DO THIS: Rewrite the lines below with "car" changed to "vehicle" everywhere it occurs, leaving everything else as it is. Omit the pictures from your version.
===== ENTRIES
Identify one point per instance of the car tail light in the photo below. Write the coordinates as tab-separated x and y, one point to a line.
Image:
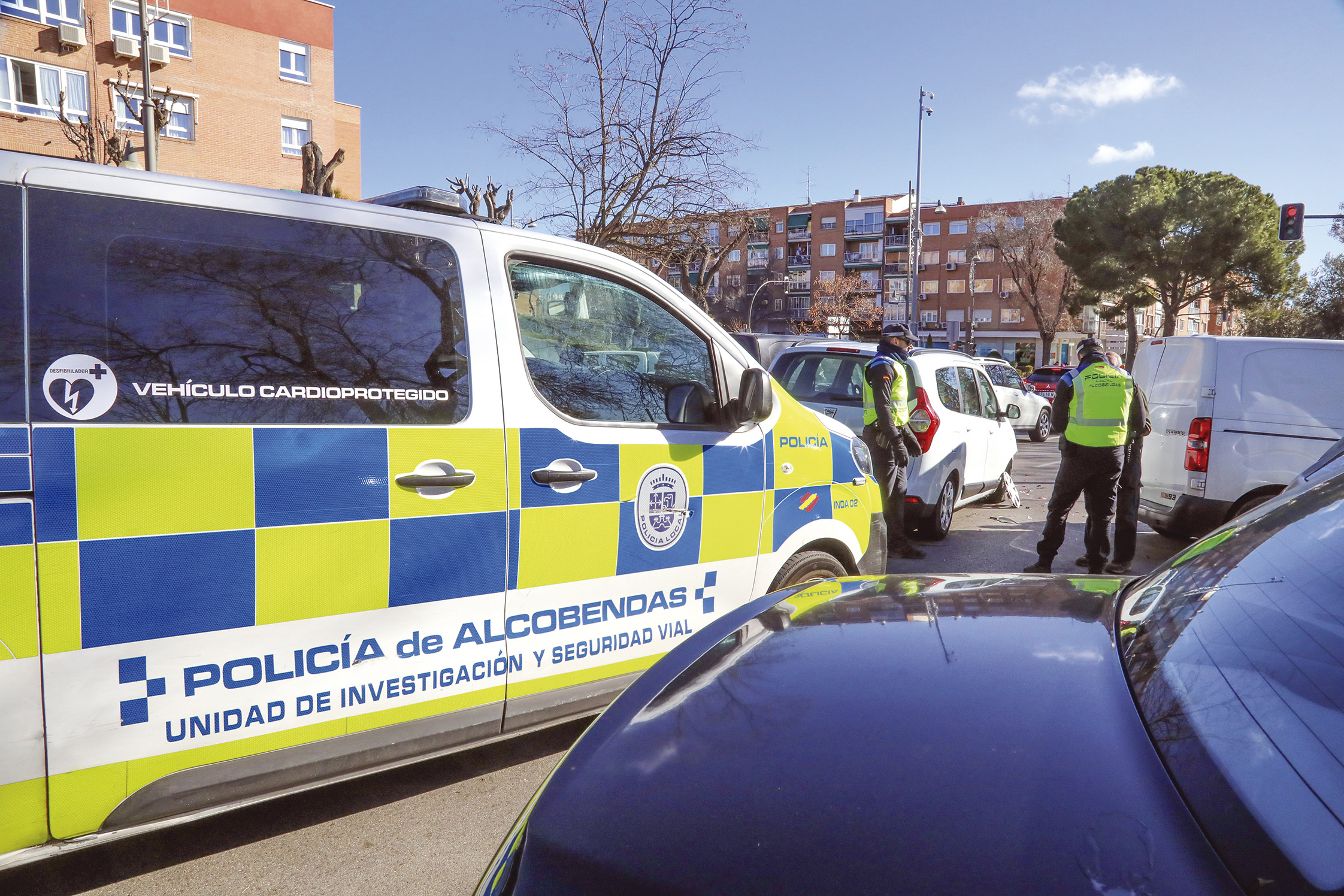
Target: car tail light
924	421
1197	446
==========
CORRECT ANSWER:
Identify one point per instance of the vehicle tail light in the photo below. Write the coordinates as tab-separated x and y, one point to a line.
Image:
Target: vehicle tail light
924	421
1197	446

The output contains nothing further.